• _DOCUMENT EXTRACT_
※ ※ ※

Rotational molding focuses on the sinter-melting, densification and cooling of polymer, beginning with powder. Typically, polymer powder has a particle size range of -35 mesh to + 200 mesh. The powder is usually manually charged to the mold while the mold is in the open configuration in the servicing stage of the process cycle. This Technical Minute reviews some basic information on the way in which powder moves across the metal mold surface. Be aware that studies of polymer powder flow are just beginning.

Putting Powder Into Perspective

The typical poured but untamped powder packing fraction range is 0.35 to 0.50. The bulk density range for typical rotational molding polymers is given in Table 1.

Table 1

Powder Bulk Density

Polymer Compact Density, kg/m3 Bulk Density, kg/m3 Bulk Density, lb/ft3
LLDPE 910 345 to 390 22 to 24
HDPE 960 375 to 425 23 to 27
PS 1050 430 to 585 27 to 37
PP 910 345 to 490 22 to 31
Nylon 1100 460 to 615 29 to 38
FEP 2200 1000 to 1230 62 to 77

There are several important aspects about powder charging. First, there must be room for the powder in the mold half during charging. For asymmetric molds, the deeper portion should be that which is filled. The powder must be freely poured, and must not be tamped. Then, there needs to be free space for the tumbling powder during the early portion of the heating cycle. Nonuniform wall thickness and severe corner bridging result when the powder cannot freely flow across the mold surface. And powder must be carefully distributed when the mold has both large and small cross-sections. A classic example is a hobby horse, where the leg cross-sections are substantially less than that of the body.

Determination of the required amount of powder in a specific charge is quite straight-forward. The inner mold surface area is determined, either manually or from CAE software. Tool path software yields the most accurate surface area values. The anticipated uniform wall thickness is obtained either from prior experience or from finite element analysis. The product of the area and the wall thickness yields the volume of plastic required in the finished part. The weight of polymer is determined by multiplying the volume by the polymer density. Of course, this is the weight of the powder charge. The volume of the powder charge can be two to three times greater than the required volume of plastic.

Air-borne dust is a major problem with manual powder charging into an open mold half. Dust can be minimized by filling through an accessway in an already-closed mold, or by using a drop box mounted to the accessway. It can also be minimized by using micropellets or prilled powders.

General Process Description

Consider the following summary of the rotational molding process. The heating cycle begins with powder charging at the service station and ends when the mold assembly is removed from the oven to the cooling station. Table 2 details the various phenomenological steps. In this Technical Minute, we consider only the various ways in which powder flows in a mold, prior to tacking, coalescence and densification.

Table 2
Steps in the Heating Cycle

Step Comments/Concerns
Powder charging Bulk density of the powder, place for powder in narrow molds
Initial heating Characteristics of powder bed
Tacking condition Hot tack temperature of powder
Particle coalescence Three-dimensional structure
Densification Capillary flow, powder structure collapse, air inclusion

Powder Flow

In conventional rotational molding, rotating speeds are quite low, typically about 4 RPM or so. As a result, the powder charge remains as a powder bed near the bottom of the mold throughout the early portion of the heating cycle. Three types of bed motion have been observed, Figure 1.

※ ※ ※

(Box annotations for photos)

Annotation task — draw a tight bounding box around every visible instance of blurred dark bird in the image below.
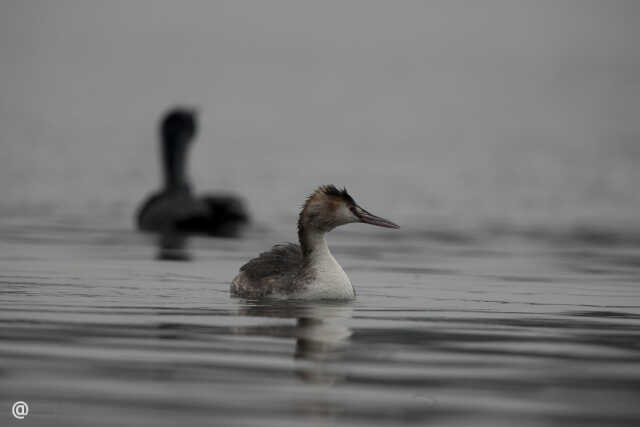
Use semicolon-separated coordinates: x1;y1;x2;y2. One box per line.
137;108;249;237
231;185;399;300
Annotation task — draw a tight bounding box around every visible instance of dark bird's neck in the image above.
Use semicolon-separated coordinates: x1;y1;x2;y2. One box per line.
162;137;189;192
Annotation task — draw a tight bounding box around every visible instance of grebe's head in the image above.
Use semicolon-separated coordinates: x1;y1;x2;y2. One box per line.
299;185;400;232
160;107;198;144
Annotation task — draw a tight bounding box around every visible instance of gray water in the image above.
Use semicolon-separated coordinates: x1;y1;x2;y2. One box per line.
0;225;640;426
0;0;640;427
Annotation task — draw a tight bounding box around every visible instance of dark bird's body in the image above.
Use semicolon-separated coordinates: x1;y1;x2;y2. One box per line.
136;109;249;237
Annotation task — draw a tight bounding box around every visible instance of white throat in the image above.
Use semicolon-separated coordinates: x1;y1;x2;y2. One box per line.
304;231;355;299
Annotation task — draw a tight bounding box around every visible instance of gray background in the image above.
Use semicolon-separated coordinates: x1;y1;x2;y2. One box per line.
0;0;640;231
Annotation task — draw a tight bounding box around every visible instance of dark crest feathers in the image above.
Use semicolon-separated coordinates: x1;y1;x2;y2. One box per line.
318;185;356;205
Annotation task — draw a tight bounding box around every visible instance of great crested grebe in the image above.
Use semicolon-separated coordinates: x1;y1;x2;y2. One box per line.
231;185;400;300
137;108;249;237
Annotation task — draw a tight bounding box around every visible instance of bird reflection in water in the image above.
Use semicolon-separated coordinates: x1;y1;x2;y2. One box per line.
234;302;353;384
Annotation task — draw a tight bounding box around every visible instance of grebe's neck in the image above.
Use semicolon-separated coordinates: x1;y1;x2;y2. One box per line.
298;214;329;261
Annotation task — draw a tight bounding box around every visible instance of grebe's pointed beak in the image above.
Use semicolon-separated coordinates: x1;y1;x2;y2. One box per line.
353;206;400;228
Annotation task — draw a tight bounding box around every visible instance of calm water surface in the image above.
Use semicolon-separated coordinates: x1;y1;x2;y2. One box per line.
0;223;640;426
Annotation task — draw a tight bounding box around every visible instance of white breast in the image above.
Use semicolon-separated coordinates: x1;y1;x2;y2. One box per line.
296;248;355;300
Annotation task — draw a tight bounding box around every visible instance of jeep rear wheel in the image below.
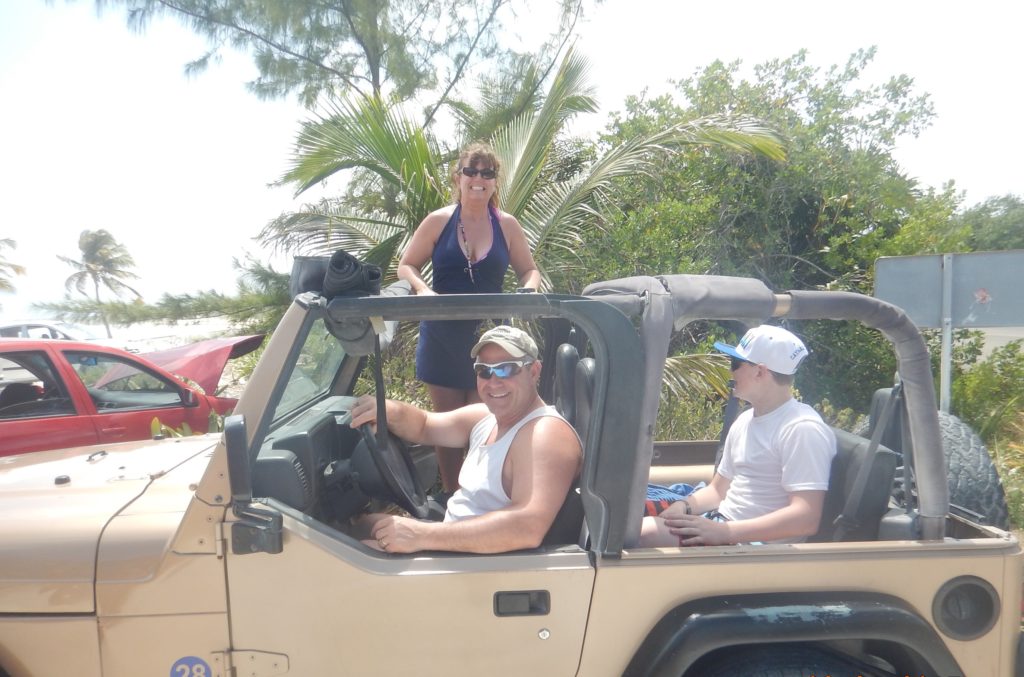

※ ※ ※

• _WHAT TO WORK ON_
From the rotational molding text, extract the passage that runs from "Air-borne dust is" up to and including "or prilled powders.". These items were taken from a different source than the rotational molding text.

• _EXERCISE RESULT_
Air-borne dust is a major problem with manual powder charging into an open mold half. Dust can be minimized by filling through an accessway in an already-closed mold, or by using a drop box mounted to the accessway. It can also be minimized by using micropellets or prilled powders.